Problem requirements: Copy each of the items below verbatim, leaving out the pictures.

* START Information provided *

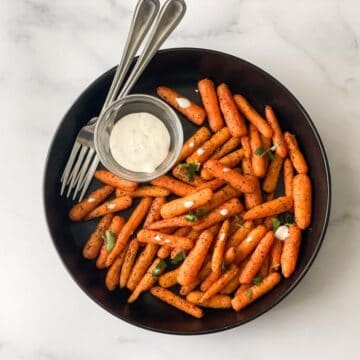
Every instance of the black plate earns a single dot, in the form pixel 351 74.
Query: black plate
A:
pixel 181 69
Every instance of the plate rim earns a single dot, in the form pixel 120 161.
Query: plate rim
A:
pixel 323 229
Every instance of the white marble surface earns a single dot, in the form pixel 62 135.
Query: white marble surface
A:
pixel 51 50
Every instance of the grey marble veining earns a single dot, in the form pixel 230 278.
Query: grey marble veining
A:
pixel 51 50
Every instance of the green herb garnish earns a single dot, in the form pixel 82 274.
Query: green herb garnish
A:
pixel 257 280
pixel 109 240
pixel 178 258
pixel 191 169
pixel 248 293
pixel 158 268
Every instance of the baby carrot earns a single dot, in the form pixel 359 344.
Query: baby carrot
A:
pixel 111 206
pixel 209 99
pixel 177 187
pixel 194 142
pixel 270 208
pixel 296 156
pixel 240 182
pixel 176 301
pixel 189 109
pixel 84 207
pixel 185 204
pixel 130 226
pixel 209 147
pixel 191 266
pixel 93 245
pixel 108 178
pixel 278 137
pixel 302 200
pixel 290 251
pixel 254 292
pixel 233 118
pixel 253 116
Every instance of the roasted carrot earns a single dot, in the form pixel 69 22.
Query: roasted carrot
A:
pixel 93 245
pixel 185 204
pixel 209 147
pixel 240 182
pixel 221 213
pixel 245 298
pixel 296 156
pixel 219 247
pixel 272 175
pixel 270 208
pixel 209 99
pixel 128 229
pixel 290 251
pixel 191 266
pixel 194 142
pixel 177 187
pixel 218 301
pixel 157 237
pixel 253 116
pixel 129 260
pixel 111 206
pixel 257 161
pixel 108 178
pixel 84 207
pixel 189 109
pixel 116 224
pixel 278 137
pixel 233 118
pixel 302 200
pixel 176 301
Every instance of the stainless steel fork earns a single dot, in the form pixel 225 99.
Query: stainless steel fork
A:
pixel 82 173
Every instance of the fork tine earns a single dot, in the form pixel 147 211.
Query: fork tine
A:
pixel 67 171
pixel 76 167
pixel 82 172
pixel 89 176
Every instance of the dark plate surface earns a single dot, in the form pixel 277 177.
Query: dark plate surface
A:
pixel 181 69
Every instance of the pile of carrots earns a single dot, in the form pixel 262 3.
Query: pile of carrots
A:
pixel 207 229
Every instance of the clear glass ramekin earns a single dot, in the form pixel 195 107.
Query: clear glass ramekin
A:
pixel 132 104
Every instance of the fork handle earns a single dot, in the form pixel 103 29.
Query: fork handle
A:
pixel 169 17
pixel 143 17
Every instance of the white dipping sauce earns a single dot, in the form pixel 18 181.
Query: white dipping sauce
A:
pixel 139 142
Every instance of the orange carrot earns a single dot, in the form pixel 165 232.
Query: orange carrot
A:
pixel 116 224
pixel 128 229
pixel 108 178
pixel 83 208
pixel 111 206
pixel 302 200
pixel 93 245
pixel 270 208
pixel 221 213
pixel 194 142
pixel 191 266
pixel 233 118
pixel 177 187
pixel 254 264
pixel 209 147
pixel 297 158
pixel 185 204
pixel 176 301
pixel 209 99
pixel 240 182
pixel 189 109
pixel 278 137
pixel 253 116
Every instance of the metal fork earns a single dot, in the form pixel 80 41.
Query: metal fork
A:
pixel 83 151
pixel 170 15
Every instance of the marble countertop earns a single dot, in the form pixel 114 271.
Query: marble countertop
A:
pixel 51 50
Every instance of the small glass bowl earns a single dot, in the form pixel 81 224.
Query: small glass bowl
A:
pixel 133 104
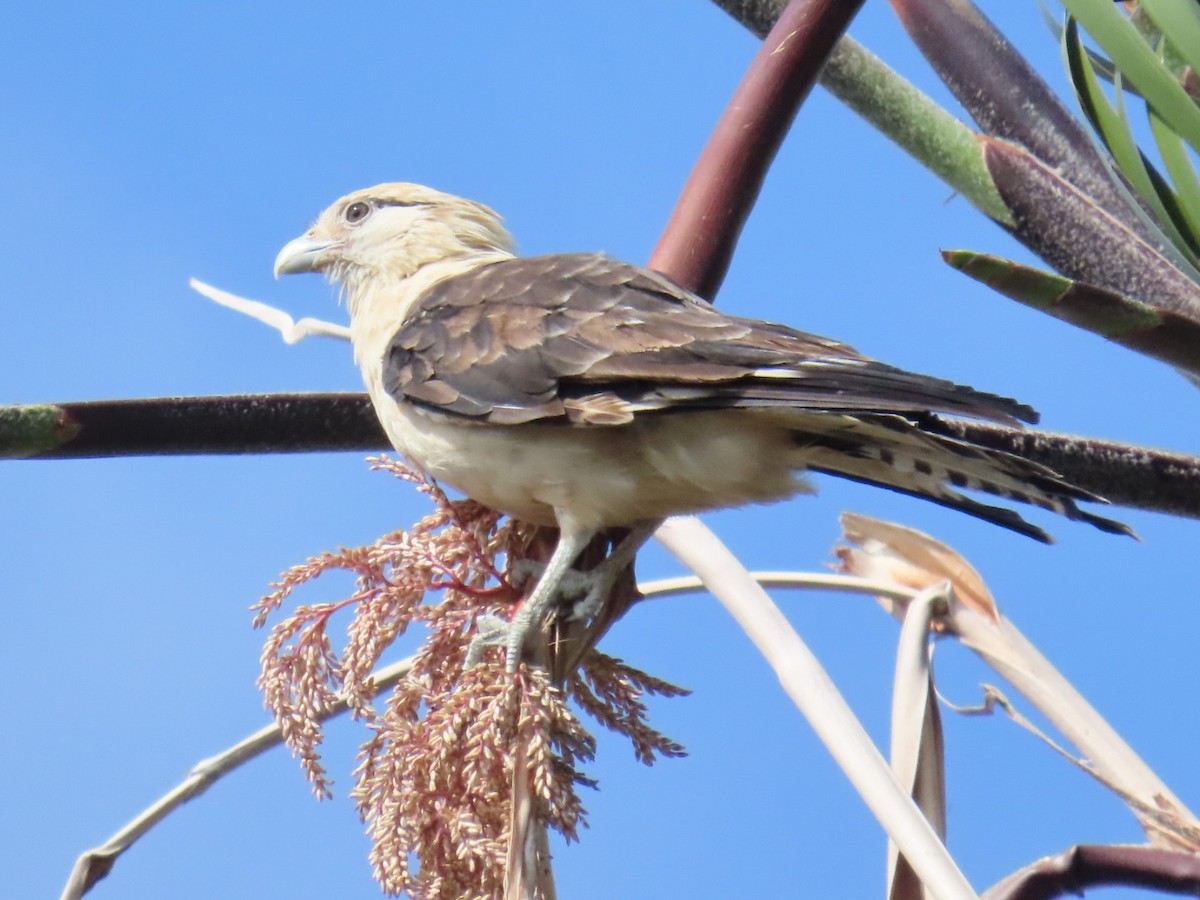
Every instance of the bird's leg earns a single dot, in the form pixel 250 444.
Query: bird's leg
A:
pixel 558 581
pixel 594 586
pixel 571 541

* END Information provided *

The completed task:
Every instance of the black plate earns a single dot, in the form pixel 351 74.
Query: black plate
A:
pixel 181 69
Every instance of the plate rim earns a single dot, in the form pixel 120 161.
Query: plate rim
A:
pixel 323 229
Every instance of the white marble surface earns a single dot, in the form pixel 62 135.
Query: white marble surface
A:
pixel 51 50
Every instance of the grey marble veining earns a single dot, in the form pixel 230 278.
Query: grey marble veining
A:
pixel 51 50
Every instance of the green herb garnish earns a single dot, in the form pixel 82 274.
Query: green herb garnish
A:
pixel 257 280
pixel 109 240
pixel 178 258
pixel 191 169
pixel 248 293
pixel 158 268
Every instance of the baby carrot earns a single dot, in the form pixel 359 344.
Query: baby carrot
A:
pixel 111 206
pixel 209 99
pixel 177 187
pixel 194 142
pixel 270 208
pixel 296 156
pixel 240 182
pixel 176 301
pixel 189 109
pixel 84 207
pixel 185 204
pixel 130 226
pixel 209 147
pixel 191 266
pixel 93 245
pixel 108 178
pixel 278 137
pixel 302 200
pixel 290 251
pixel 254 292
pixel 233 118
pixel 253 116
Every instance of the roasted carrot earns a single dot, in the form pixel 69 22.
Query: roasted carrot
A:
pixel 93 245
pixel 185 204
pixel 209 147
pixel 240 182
pixel 221 213
pixel 245 298
pixel 296 156
pixel 219 247
pixel 272 175
pixel 270 208
pixel 209 99
pixel 128 229
pixel 290 251
pixel 191 266
pixel 194 142
pixel 177 187
pixel 218 301
pixel 157 237
pixel 253 116
pixel 129 260
pixel 111 206
pixel 257 161
pixel 108 178
pixel 84 207
pixel 189 109
pixel 116 224
pixel 278 137
pixel 233 118
pixel 302 200
pixel 176 301
Every instance of the stainless steel fork earns a single dot, in the form pixel 225 99.
Query: stainless steel fork
A:
pixel 82 173
Every instance of the fork tine earns a single dot, in the form pixel 147 211.
Query: fork tine
A:
pixel 67 171
pixel 76 167
pixel 82 172
pixel 89 176
Every instance of the dark plate surface earns a single dot, in the form pixel 277 177.
Query: dark plate surface
A:
pixel 181 69
Every instance of the pile of carrots earns a single dot, in the form pixel 262 3.
Query: pile of carrots
A:
pixel 207 229
Every instance of the clear glass ramekin earns a single dot, in the form pixel 195 107.
Query: clear glass ramekin
A:
pixel 132 104
Every instance of the fork handle earns a single dot, in the form pixel 103 29.
Query: fork handle
A:
pixel 169 17
pixel 143 17
Every instance of the white dipping sauce earns a single dot, in the form pixel 18 181.
Query: white dipping sauce
A:
pixel 139 142
Every instance of the orange carrot earns a single dot, in the form pixel 165 232.
Query: orange carrot
A:
pixel 116 224
pixel 128 229
pixel 108 178
pixel 83 208
pixel 111 206
pixel 302 200
pixel 93 245
pixel 270 208
pixel 221 213
pixel 194 142
pixel 191 266
pixel 233 118
pixel 177 187
pixel 254 264
pixel 209 147
pixel 297 158
pixel 185 204
pixel 176 301
pixel 209 99
pixel 240 182
pixel 189 109
pixel 278 137
pixel 253 116
Every instance of the metal fork earns a single dot, in the form pixel 80 41.
Query: metal fork
A:
pixel 83 151
pixel 170 15
Every instance of the marble countertop earns a single dot, in the form pixel 114 271.
Query: marble countertop
A:
pixel 51 50
Every instance of the small glass bowl earns a single dot, in the form pixel 81 224.
Query: small glass bowl
A:
pixel 133 104
Every instance of the bird's leg earns a single dot, in the form pixel 250 444.
Query: bird's leg
A:
pixel 558 581
pixel 594 586
pixel 571 541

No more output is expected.